» **Exercise description**:
Copy every line of the records below without changing anything, but leave out the pictures.

» **Dataset extract**:

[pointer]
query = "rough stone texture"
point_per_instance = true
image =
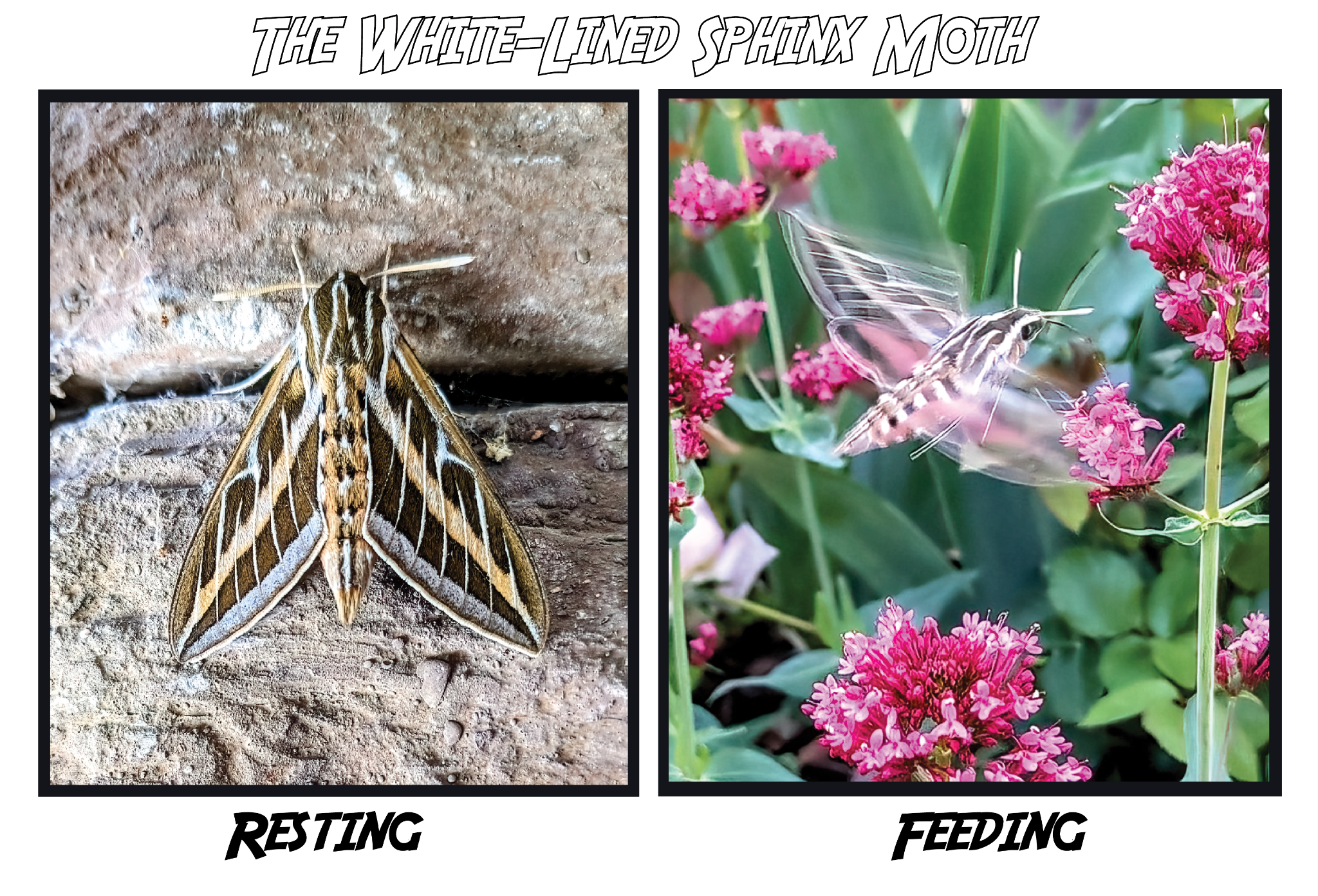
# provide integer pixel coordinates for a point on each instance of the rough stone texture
(153, 210)
(156, 209)
(405, 696)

» **Expected answer**:
[pointer]
query = "rough stone texture"
point_per_instance = true
image =
# provide integer pixel coordinates for a point on each instance of the rough stone texture
(153, 210)
(156, 209)
(405, 696)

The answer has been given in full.